§ EXERCISE GOAL:
Find each row below that contains the word "dark" and copy those rows in full.

# # # # #

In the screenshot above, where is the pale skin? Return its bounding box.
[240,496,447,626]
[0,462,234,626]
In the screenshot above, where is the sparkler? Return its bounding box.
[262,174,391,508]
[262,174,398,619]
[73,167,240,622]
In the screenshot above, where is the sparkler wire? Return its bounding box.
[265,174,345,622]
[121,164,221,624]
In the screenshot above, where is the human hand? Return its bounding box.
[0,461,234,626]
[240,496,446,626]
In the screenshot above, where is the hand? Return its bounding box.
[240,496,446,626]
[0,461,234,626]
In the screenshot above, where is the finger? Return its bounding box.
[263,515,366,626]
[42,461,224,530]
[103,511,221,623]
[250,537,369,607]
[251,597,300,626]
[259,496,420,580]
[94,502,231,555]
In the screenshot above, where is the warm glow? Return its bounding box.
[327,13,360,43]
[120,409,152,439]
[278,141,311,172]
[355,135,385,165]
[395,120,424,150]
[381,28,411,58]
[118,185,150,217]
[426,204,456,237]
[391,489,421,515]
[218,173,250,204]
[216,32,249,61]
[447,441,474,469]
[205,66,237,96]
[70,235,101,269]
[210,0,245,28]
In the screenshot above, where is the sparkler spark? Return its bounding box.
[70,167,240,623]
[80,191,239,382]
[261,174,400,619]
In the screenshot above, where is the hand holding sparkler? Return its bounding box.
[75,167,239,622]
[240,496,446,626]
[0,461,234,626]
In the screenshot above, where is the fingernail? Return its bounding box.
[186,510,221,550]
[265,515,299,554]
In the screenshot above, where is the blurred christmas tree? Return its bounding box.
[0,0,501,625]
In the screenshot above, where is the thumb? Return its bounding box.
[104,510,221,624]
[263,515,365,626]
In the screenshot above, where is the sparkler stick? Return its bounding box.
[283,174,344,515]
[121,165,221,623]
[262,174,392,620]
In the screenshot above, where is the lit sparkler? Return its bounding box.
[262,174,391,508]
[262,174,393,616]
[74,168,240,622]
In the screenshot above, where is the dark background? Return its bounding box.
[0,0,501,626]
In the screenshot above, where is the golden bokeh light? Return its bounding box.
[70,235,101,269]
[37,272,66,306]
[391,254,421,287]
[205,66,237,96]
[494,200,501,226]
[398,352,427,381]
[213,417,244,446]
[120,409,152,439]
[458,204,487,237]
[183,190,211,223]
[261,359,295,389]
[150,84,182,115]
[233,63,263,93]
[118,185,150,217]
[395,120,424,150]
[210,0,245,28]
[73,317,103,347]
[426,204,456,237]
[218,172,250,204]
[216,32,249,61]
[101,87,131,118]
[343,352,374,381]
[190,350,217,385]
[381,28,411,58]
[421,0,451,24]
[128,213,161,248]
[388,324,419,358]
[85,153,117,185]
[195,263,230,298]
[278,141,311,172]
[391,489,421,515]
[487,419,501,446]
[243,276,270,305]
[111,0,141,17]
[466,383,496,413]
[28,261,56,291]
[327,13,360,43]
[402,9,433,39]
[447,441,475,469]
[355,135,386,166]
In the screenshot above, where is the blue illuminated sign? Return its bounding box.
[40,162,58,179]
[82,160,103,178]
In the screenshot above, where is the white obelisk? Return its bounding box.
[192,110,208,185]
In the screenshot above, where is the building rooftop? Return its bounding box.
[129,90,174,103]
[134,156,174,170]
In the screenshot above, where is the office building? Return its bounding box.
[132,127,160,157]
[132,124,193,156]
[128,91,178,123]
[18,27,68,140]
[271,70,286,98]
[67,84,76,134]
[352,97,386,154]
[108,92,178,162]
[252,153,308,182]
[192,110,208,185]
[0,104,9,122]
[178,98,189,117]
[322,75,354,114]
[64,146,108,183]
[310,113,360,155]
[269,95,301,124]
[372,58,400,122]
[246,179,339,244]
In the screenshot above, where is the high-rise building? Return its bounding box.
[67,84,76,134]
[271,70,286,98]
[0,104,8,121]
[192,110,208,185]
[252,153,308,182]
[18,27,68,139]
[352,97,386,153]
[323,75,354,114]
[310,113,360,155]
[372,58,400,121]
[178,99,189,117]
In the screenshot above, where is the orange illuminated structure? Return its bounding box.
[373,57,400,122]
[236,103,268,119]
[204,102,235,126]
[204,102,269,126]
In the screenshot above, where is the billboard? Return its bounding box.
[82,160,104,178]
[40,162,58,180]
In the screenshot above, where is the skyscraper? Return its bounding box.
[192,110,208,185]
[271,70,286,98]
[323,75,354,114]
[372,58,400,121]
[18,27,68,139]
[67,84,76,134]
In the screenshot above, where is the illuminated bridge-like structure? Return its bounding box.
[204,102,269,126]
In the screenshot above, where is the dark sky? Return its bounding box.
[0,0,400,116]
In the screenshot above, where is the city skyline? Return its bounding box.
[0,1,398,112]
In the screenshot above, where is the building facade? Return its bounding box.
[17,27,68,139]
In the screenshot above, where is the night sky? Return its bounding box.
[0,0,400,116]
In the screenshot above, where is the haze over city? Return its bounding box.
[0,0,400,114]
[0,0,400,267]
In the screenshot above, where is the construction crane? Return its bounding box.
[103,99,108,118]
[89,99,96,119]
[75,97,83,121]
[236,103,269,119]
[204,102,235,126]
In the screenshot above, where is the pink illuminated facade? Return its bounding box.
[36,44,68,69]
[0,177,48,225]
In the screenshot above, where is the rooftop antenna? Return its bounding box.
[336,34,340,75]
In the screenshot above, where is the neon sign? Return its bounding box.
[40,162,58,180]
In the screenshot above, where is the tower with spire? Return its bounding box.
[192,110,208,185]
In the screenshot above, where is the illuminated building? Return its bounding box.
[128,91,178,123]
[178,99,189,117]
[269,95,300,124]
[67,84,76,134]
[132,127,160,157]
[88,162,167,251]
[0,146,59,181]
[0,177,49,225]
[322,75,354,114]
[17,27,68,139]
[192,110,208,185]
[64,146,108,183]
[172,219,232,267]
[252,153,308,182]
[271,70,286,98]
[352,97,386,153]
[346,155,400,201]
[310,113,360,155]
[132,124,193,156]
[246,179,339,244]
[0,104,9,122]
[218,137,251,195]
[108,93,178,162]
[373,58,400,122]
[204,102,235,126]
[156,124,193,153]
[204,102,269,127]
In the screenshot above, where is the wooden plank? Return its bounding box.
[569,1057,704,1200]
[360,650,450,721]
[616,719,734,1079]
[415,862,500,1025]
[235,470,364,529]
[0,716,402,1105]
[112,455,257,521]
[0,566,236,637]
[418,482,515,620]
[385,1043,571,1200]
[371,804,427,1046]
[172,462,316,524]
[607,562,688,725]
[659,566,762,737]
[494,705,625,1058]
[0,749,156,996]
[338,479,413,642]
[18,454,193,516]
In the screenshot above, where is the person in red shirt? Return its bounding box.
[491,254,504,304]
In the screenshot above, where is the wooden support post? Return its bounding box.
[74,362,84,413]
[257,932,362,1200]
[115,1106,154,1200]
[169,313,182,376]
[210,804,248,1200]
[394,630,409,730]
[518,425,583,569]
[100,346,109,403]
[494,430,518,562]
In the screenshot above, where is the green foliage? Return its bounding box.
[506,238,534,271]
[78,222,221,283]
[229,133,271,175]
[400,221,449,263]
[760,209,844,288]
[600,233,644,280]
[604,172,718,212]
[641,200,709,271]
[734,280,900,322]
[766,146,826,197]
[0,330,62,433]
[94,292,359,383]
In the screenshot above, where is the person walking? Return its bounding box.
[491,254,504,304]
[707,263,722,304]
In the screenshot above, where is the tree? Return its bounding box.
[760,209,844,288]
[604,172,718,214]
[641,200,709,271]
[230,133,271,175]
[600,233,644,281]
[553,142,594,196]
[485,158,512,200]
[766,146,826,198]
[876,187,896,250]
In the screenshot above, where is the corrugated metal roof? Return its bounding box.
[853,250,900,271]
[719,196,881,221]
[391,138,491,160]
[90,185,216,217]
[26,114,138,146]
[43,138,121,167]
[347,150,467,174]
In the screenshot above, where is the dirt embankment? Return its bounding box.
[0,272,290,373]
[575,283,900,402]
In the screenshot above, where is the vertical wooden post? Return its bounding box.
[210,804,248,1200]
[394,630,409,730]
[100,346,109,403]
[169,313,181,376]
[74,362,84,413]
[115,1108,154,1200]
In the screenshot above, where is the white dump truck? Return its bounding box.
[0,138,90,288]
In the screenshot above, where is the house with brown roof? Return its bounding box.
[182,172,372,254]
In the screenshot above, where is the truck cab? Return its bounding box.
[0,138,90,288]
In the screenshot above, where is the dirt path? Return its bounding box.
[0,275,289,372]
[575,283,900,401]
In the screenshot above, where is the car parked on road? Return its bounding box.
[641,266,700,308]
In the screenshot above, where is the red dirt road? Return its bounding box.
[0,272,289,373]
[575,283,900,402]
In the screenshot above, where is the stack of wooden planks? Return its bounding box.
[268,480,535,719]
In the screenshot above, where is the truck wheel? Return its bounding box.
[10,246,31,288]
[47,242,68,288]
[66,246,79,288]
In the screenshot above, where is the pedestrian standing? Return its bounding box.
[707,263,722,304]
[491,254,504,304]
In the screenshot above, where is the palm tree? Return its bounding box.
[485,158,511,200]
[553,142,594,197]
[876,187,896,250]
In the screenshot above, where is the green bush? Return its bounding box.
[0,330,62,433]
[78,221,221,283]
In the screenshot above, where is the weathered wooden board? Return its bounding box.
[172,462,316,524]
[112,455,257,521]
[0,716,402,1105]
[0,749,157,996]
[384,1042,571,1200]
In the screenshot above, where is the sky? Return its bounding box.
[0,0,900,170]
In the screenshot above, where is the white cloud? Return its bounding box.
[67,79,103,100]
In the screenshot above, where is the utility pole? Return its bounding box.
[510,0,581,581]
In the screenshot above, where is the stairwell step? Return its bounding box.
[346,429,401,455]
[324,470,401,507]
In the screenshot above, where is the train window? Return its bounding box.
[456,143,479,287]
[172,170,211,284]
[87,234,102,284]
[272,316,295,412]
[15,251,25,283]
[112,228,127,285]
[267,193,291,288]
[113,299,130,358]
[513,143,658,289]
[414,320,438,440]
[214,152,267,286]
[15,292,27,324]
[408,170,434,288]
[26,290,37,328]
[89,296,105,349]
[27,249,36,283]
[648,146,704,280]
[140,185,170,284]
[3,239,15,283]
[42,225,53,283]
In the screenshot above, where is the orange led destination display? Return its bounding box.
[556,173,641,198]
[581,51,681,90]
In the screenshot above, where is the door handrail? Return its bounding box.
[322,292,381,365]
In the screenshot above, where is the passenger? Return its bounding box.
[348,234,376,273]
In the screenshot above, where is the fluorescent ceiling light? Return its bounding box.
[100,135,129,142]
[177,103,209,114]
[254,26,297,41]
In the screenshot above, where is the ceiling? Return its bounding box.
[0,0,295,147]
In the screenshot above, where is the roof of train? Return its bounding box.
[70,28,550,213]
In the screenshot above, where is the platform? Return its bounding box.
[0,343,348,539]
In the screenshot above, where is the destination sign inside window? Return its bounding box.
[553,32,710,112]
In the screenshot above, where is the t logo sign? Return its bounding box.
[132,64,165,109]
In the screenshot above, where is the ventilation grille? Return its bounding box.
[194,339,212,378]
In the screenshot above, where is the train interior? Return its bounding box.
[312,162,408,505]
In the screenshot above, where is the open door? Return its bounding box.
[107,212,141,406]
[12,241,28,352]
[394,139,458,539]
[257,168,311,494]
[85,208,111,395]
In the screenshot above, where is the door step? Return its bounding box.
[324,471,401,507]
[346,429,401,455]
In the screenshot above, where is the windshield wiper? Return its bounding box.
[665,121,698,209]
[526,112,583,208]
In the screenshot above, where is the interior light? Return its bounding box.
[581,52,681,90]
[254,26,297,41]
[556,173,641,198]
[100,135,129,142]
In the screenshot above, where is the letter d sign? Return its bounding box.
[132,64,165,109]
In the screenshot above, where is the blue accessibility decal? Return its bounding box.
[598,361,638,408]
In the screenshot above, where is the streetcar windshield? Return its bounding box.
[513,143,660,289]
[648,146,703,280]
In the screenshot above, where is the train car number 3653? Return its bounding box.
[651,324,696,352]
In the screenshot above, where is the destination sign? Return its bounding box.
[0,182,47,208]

# # # # #

§ ANSWER BELOW:
In the screenshot above, where is the dark background? Return its bounding box.
In the screenshot above, where is the dark sky? Return its bounding box.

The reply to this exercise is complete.